_SHORT EXERCISE_:
Can you copy the data below word for word, from the line containing "of the small" through the end, and nothing else?

-- START AVAILABLE RECORDS --

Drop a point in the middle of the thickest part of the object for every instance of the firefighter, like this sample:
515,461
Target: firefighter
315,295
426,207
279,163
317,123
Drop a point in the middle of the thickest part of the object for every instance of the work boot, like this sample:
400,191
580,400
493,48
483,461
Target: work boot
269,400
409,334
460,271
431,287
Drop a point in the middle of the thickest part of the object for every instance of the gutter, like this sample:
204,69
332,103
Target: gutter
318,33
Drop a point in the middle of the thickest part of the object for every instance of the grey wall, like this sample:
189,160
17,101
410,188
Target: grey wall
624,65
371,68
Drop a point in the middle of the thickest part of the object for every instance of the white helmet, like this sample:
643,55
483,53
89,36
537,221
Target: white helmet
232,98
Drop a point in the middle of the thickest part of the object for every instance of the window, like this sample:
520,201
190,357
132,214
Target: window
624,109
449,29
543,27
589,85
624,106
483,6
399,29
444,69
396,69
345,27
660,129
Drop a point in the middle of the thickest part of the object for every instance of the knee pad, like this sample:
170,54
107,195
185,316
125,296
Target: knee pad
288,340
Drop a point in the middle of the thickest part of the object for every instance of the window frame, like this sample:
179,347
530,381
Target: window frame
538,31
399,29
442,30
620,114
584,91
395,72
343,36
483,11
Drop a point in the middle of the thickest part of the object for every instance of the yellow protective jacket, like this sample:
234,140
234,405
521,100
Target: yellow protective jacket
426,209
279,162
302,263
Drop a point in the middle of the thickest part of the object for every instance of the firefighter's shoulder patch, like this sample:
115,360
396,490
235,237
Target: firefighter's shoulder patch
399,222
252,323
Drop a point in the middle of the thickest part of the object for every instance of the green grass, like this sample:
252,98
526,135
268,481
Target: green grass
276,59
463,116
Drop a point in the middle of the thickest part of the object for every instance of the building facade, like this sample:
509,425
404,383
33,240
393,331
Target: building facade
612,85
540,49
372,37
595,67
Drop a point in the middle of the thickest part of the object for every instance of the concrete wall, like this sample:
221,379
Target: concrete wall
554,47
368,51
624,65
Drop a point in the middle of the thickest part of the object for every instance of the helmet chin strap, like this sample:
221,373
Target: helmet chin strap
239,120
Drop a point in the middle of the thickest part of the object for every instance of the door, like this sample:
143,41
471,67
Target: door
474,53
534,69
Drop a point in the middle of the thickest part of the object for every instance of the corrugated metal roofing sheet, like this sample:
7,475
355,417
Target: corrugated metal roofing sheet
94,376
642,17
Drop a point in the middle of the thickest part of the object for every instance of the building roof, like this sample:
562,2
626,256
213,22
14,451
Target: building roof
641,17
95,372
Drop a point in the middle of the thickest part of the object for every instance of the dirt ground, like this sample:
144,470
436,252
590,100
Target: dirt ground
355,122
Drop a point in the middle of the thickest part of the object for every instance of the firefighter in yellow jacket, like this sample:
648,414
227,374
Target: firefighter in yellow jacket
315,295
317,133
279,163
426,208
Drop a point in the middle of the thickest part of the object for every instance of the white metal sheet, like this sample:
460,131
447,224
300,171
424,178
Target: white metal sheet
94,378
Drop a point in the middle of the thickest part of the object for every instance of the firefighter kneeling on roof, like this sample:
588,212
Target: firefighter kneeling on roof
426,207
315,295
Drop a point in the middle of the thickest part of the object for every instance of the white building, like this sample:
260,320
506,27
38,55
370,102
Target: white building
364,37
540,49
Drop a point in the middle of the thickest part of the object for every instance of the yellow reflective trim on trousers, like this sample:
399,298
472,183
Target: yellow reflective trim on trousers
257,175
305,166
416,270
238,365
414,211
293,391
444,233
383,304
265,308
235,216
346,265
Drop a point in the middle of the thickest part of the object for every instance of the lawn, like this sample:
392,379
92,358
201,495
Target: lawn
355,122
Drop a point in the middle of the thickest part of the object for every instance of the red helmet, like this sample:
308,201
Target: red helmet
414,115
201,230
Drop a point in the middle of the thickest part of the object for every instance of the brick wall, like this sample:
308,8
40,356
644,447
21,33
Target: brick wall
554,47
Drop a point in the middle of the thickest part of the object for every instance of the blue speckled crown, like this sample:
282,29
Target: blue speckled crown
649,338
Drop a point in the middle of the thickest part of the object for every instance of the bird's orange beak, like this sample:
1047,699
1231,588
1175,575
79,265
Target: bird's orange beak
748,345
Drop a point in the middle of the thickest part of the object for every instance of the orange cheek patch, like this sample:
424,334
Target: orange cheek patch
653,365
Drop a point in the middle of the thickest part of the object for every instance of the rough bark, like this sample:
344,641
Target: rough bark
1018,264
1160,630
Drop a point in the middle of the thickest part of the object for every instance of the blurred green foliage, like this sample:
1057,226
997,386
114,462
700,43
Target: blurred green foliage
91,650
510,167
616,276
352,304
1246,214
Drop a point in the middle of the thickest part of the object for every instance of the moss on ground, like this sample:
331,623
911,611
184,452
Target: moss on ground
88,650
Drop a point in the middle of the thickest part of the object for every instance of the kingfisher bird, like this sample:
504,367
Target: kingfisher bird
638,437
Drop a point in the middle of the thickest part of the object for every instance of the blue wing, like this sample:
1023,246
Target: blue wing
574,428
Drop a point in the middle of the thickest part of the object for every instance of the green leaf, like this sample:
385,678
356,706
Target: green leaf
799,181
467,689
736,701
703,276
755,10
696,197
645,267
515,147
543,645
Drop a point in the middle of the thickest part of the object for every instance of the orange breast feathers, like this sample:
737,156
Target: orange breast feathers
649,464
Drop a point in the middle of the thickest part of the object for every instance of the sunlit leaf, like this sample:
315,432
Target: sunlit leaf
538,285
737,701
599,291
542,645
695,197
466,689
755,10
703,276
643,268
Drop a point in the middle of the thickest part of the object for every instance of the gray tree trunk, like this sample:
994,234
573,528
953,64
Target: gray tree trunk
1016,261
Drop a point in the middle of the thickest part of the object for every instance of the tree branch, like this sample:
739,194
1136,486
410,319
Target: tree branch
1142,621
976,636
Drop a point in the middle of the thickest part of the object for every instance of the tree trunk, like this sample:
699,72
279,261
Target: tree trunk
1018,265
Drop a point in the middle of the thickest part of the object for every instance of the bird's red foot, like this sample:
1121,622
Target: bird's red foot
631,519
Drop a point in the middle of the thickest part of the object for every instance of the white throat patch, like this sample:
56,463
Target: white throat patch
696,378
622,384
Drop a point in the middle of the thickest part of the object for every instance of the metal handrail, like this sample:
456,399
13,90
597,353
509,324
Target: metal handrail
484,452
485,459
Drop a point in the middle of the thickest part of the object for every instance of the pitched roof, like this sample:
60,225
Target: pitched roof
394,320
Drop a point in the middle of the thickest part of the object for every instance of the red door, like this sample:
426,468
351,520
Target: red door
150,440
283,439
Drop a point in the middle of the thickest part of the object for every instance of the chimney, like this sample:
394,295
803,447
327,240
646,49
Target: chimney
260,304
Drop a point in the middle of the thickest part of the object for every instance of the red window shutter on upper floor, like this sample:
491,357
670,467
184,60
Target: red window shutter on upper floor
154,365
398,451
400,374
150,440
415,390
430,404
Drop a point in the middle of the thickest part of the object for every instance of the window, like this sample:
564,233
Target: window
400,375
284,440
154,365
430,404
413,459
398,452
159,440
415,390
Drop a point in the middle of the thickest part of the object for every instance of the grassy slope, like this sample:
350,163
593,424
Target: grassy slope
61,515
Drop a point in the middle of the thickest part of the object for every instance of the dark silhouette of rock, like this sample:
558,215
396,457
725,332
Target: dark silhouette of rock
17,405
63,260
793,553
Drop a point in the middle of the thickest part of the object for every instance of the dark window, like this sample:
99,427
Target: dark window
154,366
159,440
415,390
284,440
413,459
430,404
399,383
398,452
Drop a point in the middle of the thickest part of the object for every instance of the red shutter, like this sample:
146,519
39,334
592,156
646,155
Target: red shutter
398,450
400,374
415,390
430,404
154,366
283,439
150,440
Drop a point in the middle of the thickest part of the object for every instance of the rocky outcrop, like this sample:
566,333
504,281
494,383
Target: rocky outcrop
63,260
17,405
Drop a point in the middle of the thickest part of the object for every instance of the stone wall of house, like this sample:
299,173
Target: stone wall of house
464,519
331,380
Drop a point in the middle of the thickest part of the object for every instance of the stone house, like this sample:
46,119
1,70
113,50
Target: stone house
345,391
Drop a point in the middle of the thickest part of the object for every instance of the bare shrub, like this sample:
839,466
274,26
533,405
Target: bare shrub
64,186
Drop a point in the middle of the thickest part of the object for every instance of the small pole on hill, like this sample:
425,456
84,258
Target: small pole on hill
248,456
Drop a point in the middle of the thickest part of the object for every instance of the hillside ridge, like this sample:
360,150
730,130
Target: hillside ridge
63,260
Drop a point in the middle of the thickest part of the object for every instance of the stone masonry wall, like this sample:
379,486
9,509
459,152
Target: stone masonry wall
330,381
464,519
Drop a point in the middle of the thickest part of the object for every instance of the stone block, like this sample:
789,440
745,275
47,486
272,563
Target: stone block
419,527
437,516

-- END AVAILABLE RECORDS --

_ANSWER TO THIS TASK_:
Drop a point in the middle of the thickest part of the object for every instance of the small pole on hill, like this sample:
425,456
84,258
Target: small pole on hill
248,456
Drop a point in the middle of the thickest part of the object for every instance of the hillside ridge, like this sample:
360,150
730,130
Target: hillside ridge
63,260
Drop a point in the middle of the thickest part of the object for every instance of the stone masonry wall, like this sample:
379,486
9,509
459,152
Target: stone masonry wall
330,381
464,519
Drop a point in the middle of the thickest part of the object for every instance of the stone block, like this sample:
789,440
745,275
47,486
272,563
Target: stone block
419,527
437,516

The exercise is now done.